WHAT THE TASK REQUIRES —
In the records below, find the line containing "the elephant tail"; restate it and every later line word for word, through the last.

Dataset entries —

>>

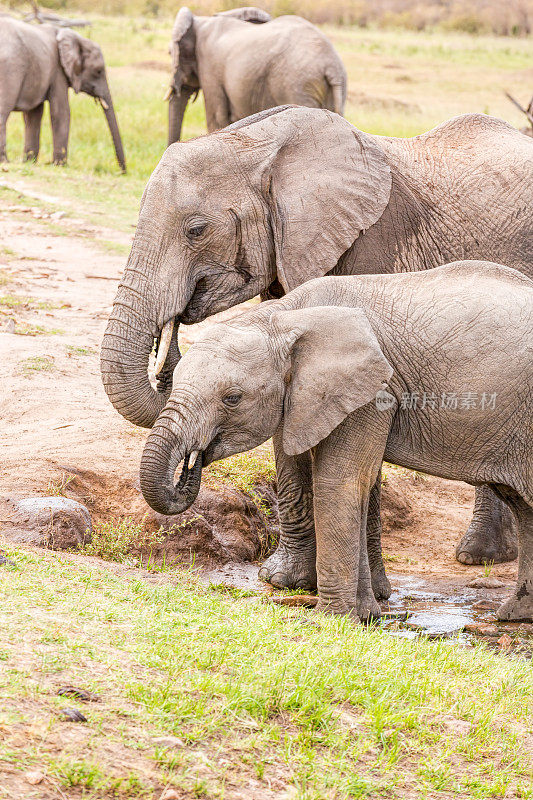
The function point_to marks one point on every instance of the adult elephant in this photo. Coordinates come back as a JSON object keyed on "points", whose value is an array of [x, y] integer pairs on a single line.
{"points": [[39, 64], [244, 68], [291, 194]]}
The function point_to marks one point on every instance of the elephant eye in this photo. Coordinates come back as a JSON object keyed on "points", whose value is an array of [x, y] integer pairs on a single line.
{"points": [[196, 230], [232, 400]]}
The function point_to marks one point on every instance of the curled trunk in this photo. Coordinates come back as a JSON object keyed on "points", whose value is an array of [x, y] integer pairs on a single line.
{"points": [[125, 355], [109, 111], [176, 110], [161, 456]]}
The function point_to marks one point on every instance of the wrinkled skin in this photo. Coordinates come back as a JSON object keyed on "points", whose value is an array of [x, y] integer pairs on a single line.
{"points": [[245, 62], [292, 194], [40, 63], [309, 368]]}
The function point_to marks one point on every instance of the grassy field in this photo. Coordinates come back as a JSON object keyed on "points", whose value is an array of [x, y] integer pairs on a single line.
{"points": [[205, 689], [263, 701], [400, 83]]}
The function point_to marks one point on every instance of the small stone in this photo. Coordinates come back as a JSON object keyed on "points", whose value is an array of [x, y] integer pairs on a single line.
{"points": [[486, 582], [505, 642], [79, 694], [486, 605], [295, 600], [72, 715], [34, 778], [482, 629], [168, 741]]}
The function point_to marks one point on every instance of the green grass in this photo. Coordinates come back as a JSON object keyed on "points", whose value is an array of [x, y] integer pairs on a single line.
{"points": [[400, 83], [285, 697]]}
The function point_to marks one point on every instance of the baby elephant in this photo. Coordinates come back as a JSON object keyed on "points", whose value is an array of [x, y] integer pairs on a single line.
{"points": [[40, 63], [432, 371]]}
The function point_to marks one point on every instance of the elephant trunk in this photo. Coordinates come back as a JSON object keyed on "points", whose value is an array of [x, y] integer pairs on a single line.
{"points": [[109, 111], [176, 110], [163, 452], [126, 348]]}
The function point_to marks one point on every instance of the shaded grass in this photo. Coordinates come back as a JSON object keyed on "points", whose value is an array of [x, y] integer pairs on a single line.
{"points": [[286, 697]]}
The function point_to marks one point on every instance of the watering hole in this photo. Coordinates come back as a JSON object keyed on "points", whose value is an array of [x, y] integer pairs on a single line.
{"points": [[435, 609]]}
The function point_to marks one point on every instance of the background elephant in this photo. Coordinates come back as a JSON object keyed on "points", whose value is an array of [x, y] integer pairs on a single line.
{"points": [[40, 63], [244, 68], [310, 367], [295, 193]]}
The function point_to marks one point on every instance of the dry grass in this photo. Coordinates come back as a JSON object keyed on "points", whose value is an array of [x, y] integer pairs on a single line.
{"points": [[511, 18]]}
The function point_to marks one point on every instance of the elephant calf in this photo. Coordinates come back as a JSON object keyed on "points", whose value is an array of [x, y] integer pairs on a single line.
{"points": [[420, 369], [41, 63]]}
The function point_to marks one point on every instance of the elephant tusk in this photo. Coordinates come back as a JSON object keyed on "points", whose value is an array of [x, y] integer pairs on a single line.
{"points": [[164, 344], [192, 458]]}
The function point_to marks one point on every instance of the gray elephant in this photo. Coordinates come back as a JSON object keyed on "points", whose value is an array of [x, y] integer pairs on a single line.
{"points": [[243, 68], [295, 193], [327, 369], [39, 64]]}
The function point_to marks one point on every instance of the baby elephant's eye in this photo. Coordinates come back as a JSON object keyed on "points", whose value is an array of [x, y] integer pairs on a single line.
{"points": [[195, 231], [232, 400]]}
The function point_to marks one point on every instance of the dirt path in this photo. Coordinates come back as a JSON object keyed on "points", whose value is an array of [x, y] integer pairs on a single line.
{"points": [[57, 287]]}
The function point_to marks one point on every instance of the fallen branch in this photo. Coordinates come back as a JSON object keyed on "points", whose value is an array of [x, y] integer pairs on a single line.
{"points": [[43, 17]]}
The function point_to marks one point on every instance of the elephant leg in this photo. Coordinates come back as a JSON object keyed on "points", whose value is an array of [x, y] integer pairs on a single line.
{"points": [[217, 110], [60, 119], [293, 564], [32, 135], [520, 605], [492, 534], [342, 481], [3, 137], [380, 583]]}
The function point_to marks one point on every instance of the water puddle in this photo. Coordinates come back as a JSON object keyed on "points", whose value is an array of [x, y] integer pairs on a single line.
{"points": [[436, 609]]}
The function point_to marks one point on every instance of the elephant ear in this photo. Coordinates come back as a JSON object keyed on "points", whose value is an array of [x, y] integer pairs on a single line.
{"points": [[70, 48], [247, 14], [333, 365], [325, 182]]}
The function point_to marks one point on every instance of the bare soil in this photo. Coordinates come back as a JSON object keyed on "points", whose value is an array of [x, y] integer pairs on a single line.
{"points": [[57, 422]]}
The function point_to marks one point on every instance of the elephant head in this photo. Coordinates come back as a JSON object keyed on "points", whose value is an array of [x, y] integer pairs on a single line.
{"points": [[185, 70], [83, 64], [243, 380], [278, 196]]}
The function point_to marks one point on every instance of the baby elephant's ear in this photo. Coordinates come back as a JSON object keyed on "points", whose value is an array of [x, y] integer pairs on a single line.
{"points": [[334, 365], [71, 56]]}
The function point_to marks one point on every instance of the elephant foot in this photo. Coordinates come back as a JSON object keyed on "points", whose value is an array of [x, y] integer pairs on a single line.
{"points": [[519, 607], [367, 607], [380, 583], [489, 541], [294, 569]]}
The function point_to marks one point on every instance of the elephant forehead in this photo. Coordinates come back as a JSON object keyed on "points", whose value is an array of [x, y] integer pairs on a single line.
{"points": [[234, 342], [203, 161]]}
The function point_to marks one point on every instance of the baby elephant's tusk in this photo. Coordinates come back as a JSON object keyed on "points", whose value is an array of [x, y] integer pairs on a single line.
{"points": [[164, 344]]}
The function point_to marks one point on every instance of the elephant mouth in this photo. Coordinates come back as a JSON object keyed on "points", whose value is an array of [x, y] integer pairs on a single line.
{"points": [[190, 478], [165, 362]]}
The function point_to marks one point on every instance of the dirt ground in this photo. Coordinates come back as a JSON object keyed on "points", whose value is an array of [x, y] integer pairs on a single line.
{"points": [[56, 417]]}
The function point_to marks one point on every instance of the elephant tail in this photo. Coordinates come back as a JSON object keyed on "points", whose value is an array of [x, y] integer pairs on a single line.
{"points": [[337, 83]]}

<<

WRITTEN RESPONSE —
The function point_to marks one point on every instance of the elephant tail in this photo. Coordinates come back as a JSON object keyed on "points", whose value is an array of [x, y] integer pairs on a single line.
{"points": [[337, 83]]}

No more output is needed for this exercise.